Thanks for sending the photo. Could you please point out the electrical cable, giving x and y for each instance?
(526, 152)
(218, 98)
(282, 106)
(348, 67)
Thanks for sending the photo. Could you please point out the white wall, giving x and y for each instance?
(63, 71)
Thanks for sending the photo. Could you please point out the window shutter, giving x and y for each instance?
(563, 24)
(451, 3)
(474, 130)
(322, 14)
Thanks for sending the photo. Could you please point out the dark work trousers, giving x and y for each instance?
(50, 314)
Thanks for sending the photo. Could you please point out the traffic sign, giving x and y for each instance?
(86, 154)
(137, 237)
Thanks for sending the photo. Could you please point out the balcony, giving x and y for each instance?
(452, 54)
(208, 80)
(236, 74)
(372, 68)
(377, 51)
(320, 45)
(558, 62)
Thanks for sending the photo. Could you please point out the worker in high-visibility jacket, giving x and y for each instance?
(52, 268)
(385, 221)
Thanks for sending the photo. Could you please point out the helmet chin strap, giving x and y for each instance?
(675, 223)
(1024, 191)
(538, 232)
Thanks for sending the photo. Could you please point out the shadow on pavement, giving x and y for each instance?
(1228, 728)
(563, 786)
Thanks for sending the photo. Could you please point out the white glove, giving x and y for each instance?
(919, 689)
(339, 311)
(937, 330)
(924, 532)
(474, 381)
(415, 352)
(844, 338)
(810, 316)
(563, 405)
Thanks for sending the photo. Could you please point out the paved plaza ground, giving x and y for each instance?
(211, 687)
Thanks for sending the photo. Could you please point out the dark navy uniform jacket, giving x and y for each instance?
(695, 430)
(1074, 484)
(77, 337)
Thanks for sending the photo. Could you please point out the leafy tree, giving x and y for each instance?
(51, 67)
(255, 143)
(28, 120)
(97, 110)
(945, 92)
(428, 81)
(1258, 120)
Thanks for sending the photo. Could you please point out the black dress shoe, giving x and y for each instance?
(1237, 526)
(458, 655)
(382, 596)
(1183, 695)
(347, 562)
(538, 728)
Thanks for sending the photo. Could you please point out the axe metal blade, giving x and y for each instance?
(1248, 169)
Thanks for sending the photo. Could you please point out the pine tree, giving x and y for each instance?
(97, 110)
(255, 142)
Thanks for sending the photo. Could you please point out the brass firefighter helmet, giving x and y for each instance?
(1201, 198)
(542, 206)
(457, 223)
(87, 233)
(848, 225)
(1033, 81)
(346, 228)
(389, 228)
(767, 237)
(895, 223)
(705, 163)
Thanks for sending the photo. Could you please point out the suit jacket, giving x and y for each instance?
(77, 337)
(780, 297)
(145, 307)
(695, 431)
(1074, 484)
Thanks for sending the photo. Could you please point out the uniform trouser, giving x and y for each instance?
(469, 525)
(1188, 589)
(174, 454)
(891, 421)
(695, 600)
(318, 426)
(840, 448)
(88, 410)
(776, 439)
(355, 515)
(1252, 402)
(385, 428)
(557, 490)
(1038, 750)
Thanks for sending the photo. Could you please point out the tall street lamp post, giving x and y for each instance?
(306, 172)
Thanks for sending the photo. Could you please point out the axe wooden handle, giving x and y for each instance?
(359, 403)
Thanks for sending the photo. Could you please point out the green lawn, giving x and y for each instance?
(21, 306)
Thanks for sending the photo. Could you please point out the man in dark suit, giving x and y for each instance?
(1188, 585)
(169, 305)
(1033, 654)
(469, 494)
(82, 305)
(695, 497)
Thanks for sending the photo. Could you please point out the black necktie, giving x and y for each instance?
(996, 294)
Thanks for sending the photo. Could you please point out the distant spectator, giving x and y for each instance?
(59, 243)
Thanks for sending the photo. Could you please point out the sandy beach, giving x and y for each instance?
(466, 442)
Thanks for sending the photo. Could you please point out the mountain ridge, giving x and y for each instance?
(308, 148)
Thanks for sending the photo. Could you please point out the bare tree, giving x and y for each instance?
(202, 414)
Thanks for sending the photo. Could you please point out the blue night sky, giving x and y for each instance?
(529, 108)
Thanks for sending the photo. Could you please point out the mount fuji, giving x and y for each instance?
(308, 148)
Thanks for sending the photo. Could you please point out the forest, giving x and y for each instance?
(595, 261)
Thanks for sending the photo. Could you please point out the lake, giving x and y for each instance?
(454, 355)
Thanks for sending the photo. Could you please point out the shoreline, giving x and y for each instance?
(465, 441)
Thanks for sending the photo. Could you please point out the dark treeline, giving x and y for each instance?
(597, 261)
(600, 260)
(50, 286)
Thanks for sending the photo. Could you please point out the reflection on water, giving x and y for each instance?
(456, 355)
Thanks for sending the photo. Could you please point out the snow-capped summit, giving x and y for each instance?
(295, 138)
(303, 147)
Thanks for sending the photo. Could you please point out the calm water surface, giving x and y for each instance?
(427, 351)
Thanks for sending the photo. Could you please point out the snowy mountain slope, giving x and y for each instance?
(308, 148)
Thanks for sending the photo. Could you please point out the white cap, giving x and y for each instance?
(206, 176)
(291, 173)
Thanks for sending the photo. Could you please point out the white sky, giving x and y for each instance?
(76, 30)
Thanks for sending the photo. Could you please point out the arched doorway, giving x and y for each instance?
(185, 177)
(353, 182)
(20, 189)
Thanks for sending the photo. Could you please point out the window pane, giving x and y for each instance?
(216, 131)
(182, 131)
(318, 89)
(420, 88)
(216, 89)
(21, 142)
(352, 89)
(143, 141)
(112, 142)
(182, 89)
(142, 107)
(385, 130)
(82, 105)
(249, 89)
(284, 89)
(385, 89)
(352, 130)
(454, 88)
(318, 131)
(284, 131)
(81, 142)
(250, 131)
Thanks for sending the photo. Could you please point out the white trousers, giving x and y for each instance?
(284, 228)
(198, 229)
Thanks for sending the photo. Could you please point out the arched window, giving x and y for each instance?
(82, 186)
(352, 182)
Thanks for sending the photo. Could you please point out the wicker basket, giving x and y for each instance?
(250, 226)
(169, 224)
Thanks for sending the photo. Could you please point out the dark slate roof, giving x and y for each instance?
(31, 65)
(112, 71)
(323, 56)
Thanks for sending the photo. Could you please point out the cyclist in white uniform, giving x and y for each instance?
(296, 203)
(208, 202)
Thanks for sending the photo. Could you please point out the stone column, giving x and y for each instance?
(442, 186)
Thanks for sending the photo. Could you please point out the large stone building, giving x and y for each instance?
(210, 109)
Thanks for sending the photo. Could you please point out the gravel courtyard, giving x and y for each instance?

========================================

Directive =>
Repeat the data in its entirety, character for character.

Written response =>
Thanks for sending the photo. Could you please point out the electrical cable, giving x and y for each instance?
(526, 152)
(218, 98)
(282, 106)
(348, 67)
Thanks for sending the photo. Could you please point out the white wall, giving x and y for each instance?
(63, 71)
Thanks for sending the photo. Could you please point out the window shutter, giving x and y for each instance?
(563, 24)
(451, 3)
(474, 130)
(322, 14)
Thanks for sending the photo. Could you please point out the dark work trousers, giving x and y for each instance?
(50, 314)
Thanks for sending the photo. Could you please point out the traffic sign, giving x and y for each instance?
(86, 154)
(137, 237)
Thanks for sending the photo. Could you please point out the balcony, giving x and y for each instance?
(452, 54)
(208, 80)
(236, 74)
(372, 68)
(377, 51)
(320, 45)
(558, 62)
Thanks for sending the photo. Could you please point out the worker in high-visibility jacket, giving x and y for each instance?
(52, 268)
(385, 221)
Thanks for sending the photo. Could you please point out the helmet chin strap, giving x and y for each instance?
(675, 223)
(1024, 191)
(538, 232)
Thanks for sending the photo. Could you please point out the shadow on pavement, giving x and y for each instance?
(1228, 728)
(563, 786)
Thanks for sending the photo. Could you please point out the white glove, giving x and y for each instance?
(919, 689)
(339, 311)
(937, 330)
(924, 532)
(474, 381)
(415, 352)
(844, 338)
(810, 316)
(563, 405)
Thanks for sending the photo. Could you please point out the paved plaza ground, giving x and y for each instance?
(211, 687)
Thanks for sending the photo. Could you please point out the dark navy uniform jacket, giving x and y for each instance?
(695, 430)
(1074, 484)
(77, 337)
Thanks for sending the photo. Could you please point out the leafy tree, giving x and y for each instance?
(51, 67)
(255, 143)
(28, 120)
(97, 110)
(945, 92)
(428, 81)
(1258, 120)
Thanks for sending the photo. Could you please point out the black dress shoe, giving x and y for each instance?
(1237, 526)
(458, 655)
(382, 596)
(1183, 695)
(347, 562)
(538, 728)
Thanks for sending the photo. Could you please point out the axe metal blade, giving x and y for each instance?
(1248, 169)
Thanks for sending the photo. Could you please point out the pine tree, giving x and y for each instance?
(97, 110)
(255, 142)
Thanks for sending the photo. Could you please point out the brass firefighter helmet, giving x and y for each instance?
(1201, 198)
(542, 206)
(457, 223)
(87, 233)
(848, 225)
(1033, 81)
(346, 228)
(389, 228)
(767, 237)
(895, 223)
(705, 163)
Thanks for sending the photo. Could you please point out the suit jacket, giving x and y for each instance?
(77, 337)
(780, 297)
(145, 307)
(695, 431)
(1074, 484)
Thanks for sending the photo. Could you please point out the uniform trouser, giving x and y for each instance?
(469, 525)
(1188, 589)
(174, 454)
(891, 421)
(695, 600)
(318, 426)
(840, 448)
(88, 410)
(776, 439)
(355, 515)
(1252, 402)
(385, 428)
(557, 490)
(1038, 750)
Thanks for sending the photo. Could you please point out the tall street lamp post, giving x and y for each instance?
(306, 172)
Thanks for sending the photo. Could you please point out the axe wooden handle, giving x and y for each instance?
(359, 403)
Thanks for sending the photo. Could you please point out the green lawn, giving x and y for each instance?
(21, 306)
Thanks for sending the photo. Could you please point out the man in dark suit, giving x and y for each instance?
(1188, 585)
(169, 305)
(1033, 654)
(469, 494)
(82, 305)
(695, 497)
Thanks for sending the photo. Could you please point out the black necktie, giving x and y for each instance?
(996, 294)
Thanks for sending the photo. Could you please point out the distant spectator, giving x and y for each instance?
(59, 243)
Thanks for sending the photo. Could you please point out the sandy beach, giving x and y for each instance?
(466, 442)
Thanks for sending the photo. Could you please point out the mountain ridge, giving x and y for each instance?
(308, 148)
Thanks for sending the photo. Could you please point out the bare tree, giving x and y for each instance?
(202, 414)
Thanks for sending the photo. Could you please point out the blue night sky, giving x and y for each instance?
(529, 108)
Thanks for sending the photo. Could you please point out the mount fuji, giving x and y for each instance?
(308, 148)
Thanks for sending the photo. Could you please point out the forest, giving x and y for each instance?
(595, 261)
Thanks for sending the photo. Could you please point out the lake, giving x and y for each instance?
(454, 355)
Thanks for sending the photo. Could you please point out the shoreline, giving x and y for each instance?
(465, 441)
Thanks for sending the photo. Could you please point out the dark treeline, giving x and y for each instance?
(597, 261)
(600, 260)
(50, 286)
Thanks for sending the photo. Could you please point out the reflection on water, giving x and y for each instance?
(456, 355)
Thanks for sending the photo. Could you please point out the snow-capped summit, giving x and y for each instance?
(295, 138)
(303, 147)
Thanks for sending the photo. Could you please point out the calm water surface, giving x and y for each instance?
(427, 351)
Thanks for sending the photo. Could you please point out the snowy mountain slope, giving x and y for each instance?
(308, 148)
Thanks for sending the photo. Could you please point out the white cap, giving x and y for each instance?
(206, 176)
(291, 173)
Thanks for sending the photo. Could you please point out the white sky, giving x and y for each instance?
(76, 30)
Thanks for sending the photo. Could you please point out the arched doorway, giving x and y for each instance?
(185, 177)
(353, 182)
(20, 189)
Thanks for sending the photo. Could you please point out the window pane, giving x and y for each instance?
(216, 131)
(182, 131)
(318, 89)
(420, 88)
(216, 89)
(21, 142)
(352, 89)
(143, 141)
(112, 142)
(182, 89)
(142, 107)
(385, 130)
(82, 105)
(249, 89)
(284, 89)
(385, 89)
(352, 130)
(454, 88)
(318, 131)
(284, 131)
(81, 142)
(250, 131)
Thanks for sending the photo. Could you please point out the white trousers, giving x and y for each instance?
(284, 228)
(198, 229)
Thanks for sending the photo. Could you please point out the arched window, giving x and y for each instance?
(82, 186)
(352, 182)
Thanks for sending the photo. Could you please point out the wicker basket, giving x and y for each instance?
(250, 226)
(169, 224)
Thanks for sending the photo. Could you please point out the dark slate roof, giving x and y for each instance?
(31, 65)
(112, 71)
(323, 56)
Thanks for sending the photo. Could you please point out the cyclist in white uniform, giving x and y for each instance?
(296, 203)
(208, 202)
Thanks for sending the photo. Could you please point out the stone column, giving x and y for each instance?
(442, 186)
Thanks for sending the photo. Could you please point out the large stone building, giving x and y for each instance?
(210, 109)
Thanks for sending the photo. Could you please point out the gravel courtyard, giving x and y for each instance?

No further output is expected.